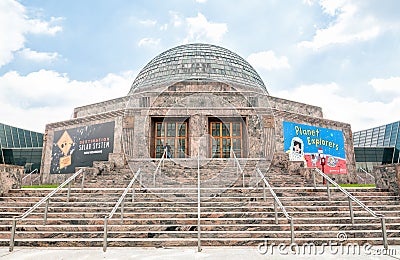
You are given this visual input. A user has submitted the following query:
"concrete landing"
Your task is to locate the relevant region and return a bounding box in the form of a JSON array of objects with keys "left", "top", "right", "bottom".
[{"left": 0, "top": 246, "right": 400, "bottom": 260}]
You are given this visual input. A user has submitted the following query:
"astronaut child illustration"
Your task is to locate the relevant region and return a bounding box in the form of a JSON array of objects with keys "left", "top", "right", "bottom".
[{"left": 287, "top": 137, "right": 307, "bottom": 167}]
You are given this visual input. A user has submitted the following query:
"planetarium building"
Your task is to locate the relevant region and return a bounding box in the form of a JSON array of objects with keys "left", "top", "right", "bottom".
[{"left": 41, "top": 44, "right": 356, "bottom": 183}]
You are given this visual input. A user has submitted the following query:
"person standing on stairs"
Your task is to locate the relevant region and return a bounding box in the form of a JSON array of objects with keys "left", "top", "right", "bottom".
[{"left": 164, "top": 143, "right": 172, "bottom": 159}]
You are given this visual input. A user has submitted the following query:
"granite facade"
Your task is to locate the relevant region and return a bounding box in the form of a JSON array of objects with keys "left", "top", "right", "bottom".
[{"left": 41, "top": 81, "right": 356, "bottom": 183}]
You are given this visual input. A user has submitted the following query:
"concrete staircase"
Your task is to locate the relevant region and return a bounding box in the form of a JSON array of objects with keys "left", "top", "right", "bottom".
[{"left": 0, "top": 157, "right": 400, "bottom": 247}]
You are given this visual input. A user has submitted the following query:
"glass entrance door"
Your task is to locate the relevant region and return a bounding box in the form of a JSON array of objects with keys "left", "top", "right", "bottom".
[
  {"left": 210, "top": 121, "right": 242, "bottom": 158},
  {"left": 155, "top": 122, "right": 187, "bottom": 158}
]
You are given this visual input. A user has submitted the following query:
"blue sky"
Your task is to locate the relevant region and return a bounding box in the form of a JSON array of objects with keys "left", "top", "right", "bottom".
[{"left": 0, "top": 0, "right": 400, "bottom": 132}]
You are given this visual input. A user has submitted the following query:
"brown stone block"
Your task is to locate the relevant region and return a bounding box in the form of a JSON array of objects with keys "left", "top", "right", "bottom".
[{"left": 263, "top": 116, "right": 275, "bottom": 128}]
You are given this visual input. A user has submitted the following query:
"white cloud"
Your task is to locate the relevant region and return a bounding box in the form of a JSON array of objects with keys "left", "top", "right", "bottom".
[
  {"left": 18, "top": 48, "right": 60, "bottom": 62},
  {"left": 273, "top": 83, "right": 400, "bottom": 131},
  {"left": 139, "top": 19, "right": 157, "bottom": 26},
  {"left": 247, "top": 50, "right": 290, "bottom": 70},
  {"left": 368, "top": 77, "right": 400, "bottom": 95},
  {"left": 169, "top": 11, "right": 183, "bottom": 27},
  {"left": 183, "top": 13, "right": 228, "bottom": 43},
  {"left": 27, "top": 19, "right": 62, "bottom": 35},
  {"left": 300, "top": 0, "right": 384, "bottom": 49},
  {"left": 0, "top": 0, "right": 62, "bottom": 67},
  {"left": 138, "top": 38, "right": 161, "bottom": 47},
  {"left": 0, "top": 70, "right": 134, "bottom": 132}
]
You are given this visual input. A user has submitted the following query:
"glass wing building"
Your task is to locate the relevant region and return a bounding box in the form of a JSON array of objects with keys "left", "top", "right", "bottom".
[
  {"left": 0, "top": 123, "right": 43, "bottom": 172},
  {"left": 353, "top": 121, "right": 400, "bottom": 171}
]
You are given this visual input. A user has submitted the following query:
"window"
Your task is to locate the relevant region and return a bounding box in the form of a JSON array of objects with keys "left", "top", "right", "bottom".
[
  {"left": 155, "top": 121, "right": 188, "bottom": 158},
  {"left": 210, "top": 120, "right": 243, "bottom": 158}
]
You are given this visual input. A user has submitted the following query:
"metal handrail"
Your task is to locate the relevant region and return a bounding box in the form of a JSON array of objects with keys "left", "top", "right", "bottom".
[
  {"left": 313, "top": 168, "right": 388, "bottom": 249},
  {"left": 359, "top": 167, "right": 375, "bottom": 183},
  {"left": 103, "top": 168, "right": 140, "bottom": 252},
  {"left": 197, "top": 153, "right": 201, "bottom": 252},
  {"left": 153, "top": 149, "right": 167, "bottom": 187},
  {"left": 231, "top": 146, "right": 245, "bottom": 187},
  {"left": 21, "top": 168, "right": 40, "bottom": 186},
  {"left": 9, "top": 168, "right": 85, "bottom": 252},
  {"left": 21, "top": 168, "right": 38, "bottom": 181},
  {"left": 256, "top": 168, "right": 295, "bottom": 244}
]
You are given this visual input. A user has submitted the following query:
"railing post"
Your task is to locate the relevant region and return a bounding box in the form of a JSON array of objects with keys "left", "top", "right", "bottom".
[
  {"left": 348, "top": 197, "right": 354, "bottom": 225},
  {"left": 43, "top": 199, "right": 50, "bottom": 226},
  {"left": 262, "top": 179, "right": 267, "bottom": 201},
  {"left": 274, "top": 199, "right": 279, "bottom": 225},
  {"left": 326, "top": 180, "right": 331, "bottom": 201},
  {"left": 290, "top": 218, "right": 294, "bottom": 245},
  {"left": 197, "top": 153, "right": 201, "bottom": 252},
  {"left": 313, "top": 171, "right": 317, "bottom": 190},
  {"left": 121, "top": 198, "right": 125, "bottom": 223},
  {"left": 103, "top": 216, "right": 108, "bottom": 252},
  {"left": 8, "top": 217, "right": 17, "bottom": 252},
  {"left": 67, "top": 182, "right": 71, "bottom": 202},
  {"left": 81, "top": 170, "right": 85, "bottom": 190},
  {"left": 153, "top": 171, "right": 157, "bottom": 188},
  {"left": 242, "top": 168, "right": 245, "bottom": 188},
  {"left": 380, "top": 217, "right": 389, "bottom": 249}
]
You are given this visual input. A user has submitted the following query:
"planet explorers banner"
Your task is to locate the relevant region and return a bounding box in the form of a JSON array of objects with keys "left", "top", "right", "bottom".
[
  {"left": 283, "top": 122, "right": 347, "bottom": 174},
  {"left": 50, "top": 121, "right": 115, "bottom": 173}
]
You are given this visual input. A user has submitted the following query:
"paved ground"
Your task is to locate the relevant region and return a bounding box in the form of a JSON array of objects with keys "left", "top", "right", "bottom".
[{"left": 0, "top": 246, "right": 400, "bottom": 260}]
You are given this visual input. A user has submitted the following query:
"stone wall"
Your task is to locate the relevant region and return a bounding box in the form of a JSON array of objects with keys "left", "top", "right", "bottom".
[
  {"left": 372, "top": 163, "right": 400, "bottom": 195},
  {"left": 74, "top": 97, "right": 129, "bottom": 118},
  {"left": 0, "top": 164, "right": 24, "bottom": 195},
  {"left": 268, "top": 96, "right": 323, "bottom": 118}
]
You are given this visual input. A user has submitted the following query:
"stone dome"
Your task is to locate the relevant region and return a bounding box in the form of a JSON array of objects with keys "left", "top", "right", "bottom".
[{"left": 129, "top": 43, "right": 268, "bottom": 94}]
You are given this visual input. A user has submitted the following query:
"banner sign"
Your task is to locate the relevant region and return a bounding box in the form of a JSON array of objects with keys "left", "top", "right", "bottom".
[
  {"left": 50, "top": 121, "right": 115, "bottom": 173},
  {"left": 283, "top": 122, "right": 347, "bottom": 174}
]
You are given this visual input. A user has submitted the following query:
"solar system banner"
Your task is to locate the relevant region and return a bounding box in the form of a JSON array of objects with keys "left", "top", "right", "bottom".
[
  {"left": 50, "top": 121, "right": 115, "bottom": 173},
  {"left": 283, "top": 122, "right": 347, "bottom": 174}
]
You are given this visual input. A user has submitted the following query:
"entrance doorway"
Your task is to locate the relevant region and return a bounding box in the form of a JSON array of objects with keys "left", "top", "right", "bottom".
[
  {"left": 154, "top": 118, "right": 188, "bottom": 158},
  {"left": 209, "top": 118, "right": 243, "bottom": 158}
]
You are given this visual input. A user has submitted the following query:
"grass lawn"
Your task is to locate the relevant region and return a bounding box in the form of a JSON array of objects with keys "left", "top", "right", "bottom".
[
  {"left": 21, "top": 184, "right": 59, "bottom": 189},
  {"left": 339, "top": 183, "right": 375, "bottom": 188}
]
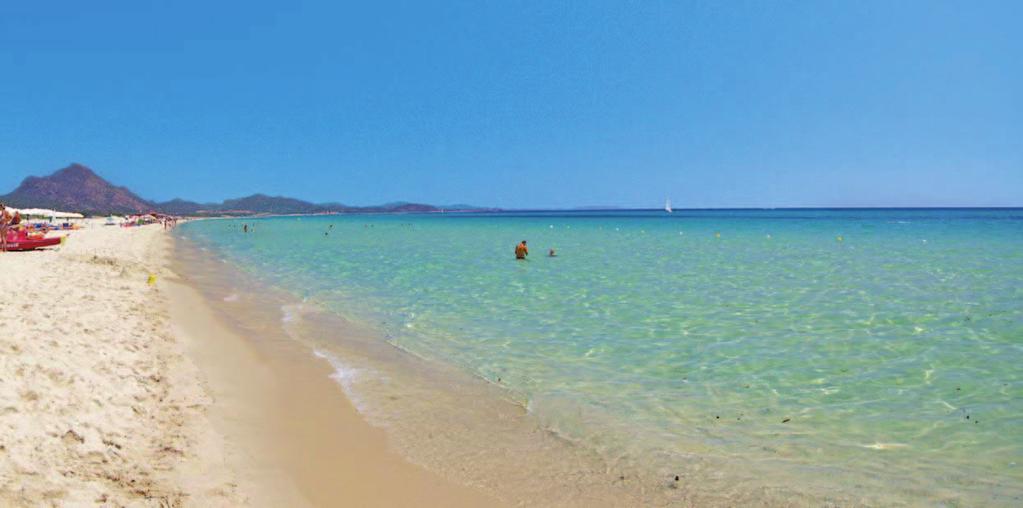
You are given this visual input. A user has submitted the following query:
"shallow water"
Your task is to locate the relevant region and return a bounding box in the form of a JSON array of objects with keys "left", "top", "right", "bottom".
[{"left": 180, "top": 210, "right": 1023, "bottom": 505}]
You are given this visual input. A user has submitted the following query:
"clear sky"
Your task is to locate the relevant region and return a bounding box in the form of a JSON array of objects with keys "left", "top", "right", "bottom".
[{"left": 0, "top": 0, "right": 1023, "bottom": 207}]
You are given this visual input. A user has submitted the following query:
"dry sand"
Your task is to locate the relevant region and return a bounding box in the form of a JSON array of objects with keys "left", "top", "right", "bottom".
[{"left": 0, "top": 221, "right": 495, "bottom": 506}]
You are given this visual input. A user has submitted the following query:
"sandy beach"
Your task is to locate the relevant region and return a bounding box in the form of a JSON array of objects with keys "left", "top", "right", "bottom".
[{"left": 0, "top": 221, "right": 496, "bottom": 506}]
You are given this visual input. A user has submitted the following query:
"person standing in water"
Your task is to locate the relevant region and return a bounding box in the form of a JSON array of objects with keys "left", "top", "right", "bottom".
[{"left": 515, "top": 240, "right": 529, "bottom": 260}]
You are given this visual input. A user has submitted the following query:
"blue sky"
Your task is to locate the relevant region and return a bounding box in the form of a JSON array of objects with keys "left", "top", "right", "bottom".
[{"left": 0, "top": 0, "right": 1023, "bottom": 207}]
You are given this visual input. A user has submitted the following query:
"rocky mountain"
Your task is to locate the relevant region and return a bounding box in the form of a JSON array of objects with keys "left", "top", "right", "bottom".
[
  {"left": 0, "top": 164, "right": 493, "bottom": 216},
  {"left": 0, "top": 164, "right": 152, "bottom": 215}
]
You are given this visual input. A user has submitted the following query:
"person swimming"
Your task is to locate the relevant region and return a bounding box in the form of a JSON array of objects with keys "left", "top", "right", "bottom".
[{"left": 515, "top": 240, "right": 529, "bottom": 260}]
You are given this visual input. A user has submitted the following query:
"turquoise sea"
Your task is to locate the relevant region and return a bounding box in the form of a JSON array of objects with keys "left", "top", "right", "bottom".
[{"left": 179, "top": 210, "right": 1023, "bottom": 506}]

--

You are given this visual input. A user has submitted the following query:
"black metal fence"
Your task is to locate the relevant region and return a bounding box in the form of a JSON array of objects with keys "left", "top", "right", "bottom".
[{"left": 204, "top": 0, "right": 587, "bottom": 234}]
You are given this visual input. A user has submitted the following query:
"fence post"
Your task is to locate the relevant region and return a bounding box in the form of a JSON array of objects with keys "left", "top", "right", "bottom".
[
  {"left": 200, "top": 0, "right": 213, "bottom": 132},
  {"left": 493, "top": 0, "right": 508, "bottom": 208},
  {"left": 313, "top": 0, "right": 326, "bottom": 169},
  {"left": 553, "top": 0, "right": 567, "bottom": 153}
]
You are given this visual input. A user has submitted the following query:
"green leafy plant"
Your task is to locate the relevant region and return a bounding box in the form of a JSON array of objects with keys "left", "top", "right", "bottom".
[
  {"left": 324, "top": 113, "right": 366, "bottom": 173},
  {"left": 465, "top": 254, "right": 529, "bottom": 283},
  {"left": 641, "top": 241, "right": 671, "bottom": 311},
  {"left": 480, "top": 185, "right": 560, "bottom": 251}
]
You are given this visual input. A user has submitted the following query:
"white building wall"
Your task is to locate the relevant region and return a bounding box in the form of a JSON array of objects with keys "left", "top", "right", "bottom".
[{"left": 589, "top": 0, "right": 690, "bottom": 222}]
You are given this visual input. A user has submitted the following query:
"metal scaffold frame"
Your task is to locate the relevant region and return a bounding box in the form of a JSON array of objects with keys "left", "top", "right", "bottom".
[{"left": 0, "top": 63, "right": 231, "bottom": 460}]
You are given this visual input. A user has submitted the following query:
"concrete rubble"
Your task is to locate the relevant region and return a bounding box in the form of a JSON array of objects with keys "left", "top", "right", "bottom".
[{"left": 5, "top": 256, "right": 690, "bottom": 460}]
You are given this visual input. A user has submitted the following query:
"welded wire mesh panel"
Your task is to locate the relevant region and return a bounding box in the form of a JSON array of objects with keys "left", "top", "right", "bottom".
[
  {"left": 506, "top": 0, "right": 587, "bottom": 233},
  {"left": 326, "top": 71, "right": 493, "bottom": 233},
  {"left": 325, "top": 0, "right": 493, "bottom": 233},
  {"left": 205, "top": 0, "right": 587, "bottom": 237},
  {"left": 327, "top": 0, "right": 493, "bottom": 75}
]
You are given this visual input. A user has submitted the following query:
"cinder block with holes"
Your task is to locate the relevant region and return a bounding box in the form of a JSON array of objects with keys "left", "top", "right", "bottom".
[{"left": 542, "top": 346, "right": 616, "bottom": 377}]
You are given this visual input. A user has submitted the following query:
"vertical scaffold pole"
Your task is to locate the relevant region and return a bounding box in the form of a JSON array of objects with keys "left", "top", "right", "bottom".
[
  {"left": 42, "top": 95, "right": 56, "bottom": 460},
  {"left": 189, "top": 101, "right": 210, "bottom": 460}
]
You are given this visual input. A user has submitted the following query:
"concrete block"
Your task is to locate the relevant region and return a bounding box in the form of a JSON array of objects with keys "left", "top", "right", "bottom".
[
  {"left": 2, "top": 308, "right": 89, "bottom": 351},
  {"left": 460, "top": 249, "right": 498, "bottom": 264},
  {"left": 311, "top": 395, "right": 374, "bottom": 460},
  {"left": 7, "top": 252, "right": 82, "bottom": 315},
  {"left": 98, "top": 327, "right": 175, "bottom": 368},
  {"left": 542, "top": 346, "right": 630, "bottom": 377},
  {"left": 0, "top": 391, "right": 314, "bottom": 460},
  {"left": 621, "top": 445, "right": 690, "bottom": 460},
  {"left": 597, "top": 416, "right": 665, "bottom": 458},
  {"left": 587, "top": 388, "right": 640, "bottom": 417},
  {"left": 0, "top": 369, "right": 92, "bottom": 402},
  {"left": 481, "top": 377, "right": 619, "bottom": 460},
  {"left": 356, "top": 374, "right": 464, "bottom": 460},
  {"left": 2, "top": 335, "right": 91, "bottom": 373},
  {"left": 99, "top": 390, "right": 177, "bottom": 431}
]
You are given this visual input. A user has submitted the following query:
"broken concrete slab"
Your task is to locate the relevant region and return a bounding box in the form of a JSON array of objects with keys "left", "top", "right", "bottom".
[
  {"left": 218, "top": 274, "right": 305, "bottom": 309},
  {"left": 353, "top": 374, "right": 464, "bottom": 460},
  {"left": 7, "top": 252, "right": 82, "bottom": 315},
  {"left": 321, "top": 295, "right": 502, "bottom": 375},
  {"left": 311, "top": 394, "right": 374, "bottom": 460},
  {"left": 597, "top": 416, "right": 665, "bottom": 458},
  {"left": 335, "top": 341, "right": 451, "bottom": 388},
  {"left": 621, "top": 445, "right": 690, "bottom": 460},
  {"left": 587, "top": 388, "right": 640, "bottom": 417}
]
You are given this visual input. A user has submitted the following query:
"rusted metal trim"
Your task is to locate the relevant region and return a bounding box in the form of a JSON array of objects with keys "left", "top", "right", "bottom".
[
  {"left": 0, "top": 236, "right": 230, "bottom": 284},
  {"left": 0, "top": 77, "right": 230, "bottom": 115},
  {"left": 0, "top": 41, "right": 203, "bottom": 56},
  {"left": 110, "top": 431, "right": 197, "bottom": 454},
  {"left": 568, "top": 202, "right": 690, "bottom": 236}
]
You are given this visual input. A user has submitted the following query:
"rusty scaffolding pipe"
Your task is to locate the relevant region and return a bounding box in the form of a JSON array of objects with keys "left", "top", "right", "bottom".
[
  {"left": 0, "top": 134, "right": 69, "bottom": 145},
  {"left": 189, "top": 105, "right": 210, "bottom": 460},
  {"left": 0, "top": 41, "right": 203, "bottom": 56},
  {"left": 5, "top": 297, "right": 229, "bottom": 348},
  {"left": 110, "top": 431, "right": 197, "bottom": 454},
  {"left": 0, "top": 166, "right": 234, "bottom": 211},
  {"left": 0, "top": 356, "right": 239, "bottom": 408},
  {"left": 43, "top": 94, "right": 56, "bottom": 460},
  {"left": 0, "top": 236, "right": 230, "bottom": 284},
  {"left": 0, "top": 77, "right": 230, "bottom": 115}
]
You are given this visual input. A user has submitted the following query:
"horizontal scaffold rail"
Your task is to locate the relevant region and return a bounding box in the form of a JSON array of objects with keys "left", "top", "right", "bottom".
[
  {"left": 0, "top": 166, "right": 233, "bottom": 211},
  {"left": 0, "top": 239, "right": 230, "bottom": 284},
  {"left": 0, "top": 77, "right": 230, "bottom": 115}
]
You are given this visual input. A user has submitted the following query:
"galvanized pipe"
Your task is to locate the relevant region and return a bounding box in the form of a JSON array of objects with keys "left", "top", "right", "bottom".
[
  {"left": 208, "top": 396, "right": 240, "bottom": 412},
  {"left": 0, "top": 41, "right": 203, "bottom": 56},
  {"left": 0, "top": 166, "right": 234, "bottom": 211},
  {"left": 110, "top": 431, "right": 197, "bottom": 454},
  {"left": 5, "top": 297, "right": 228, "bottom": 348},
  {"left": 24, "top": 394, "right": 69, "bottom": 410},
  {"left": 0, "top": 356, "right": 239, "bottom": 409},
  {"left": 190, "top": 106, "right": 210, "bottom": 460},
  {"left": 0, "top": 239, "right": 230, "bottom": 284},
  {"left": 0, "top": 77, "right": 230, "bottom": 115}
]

*Given instruction*. Pull out every line in the records above that contains the word "person".

*Written answer*.
"person standing on stairs"
"person standing in water"
"person swimming"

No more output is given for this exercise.